The request: Find every line in the rows below that contains the string "neck" and copy each one.

(Region annotation rows)
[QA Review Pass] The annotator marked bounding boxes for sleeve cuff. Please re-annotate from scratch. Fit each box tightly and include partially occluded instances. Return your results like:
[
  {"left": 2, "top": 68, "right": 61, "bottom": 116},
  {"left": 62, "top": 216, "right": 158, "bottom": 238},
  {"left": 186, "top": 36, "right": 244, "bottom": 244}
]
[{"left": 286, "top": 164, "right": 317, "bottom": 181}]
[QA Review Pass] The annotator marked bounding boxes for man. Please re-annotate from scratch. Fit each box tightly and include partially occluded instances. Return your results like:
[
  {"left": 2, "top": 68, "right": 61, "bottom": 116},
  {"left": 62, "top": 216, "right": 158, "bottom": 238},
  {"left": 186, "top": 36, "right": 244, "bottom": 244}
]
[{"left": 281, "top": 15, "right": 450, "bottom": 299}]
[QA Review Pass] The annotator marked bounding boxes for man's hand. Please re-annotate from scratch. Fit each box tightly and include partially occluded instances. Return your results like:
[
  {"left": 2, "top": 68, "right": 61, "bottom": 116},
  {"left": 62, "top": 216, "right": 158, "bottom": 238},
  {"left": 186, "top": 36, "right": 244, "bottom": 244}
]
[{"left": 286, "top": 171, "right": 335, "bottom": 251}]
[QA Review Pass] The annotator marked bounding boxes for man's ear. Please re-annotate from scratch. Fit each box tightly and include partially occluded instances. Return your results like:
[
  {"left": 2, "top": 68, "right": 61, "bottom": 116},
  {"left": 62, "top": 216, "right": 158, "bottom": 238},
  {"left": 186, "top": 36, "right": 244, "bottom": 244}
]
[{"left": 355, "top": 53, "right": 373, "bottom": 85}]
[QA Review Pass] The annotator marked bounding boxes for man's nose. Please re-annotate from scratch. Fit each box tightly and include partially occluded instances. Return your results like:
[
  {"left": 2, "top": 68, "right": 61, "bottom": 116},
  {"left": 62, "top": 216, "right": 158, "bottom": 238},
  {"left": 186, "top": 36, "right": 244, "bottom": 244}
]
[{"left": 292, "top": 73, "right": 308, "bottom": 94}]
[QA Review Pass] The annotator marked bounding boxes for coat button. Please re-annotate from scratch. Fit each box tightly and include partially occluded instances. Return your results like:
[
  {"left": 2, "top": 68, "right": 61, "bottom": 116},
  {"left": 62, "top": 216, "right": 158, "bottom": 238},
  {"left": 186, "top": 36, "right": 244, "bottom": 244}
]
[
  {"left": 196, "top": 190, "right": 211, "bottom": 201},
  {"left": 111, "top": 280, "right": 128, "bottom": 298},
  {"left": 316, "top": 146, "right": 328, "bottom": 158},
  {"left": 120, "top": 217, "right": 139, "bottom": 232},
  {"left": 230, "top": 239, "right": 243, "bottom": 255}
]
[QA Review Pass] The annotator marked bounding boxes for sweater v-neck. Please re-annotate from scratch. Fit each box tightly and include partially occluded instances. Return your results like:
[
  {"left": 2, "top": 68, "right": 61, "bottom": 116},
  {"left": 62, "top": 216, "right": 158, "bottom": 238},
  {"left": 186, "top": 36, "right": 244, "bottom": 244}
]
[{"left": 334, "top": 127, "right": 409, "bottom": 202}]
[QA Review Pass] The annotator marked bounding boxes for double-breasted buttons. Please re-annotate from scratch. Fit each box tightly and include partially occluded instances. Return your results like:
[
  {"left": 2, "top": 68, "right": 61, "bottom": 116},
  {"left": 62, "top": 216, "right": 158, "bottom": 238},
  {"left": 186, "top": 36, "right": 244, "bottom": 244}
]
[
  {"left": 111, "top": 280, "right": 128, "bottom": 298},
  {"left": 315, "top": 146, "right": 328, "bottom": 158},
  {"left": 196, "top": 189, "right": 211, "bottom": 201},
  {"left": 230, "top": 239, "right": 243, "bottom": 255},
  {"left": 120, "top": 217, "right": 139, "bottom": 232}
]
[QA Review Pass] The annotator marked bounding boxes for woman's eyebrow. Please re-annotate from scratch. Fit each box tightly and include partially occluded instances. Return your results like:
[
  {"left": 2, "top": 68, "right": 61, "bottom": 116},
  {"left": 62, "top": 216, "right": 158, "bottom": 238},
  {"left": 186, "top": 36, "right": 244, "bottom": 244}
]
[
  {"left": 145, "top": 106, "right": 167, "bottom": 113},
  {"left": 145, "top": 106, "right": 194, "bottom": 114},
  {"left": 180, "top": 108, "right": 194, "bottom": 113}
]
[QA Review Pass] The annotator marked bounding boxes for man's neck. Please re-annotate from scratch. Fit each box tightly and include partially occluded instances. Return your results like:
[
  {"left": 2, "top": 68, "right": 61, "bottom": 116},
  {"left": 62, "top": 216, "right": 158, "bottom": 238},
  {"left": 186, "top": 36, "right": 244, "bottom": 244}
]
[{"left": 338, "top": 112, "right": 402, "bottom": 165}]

Task response:
[QA Review Pass] The annotator marked bounding boxes for sweater v-neck. Please re-annotate from scratch. Fit each box tightly and include partially occluded instances. Return your results like:
[QA Review Pass] The annotator marked bounding boxes for man's neck. Please re-annotate from scratch. Fit each box tightly and include partially occluded instances. Return your results like:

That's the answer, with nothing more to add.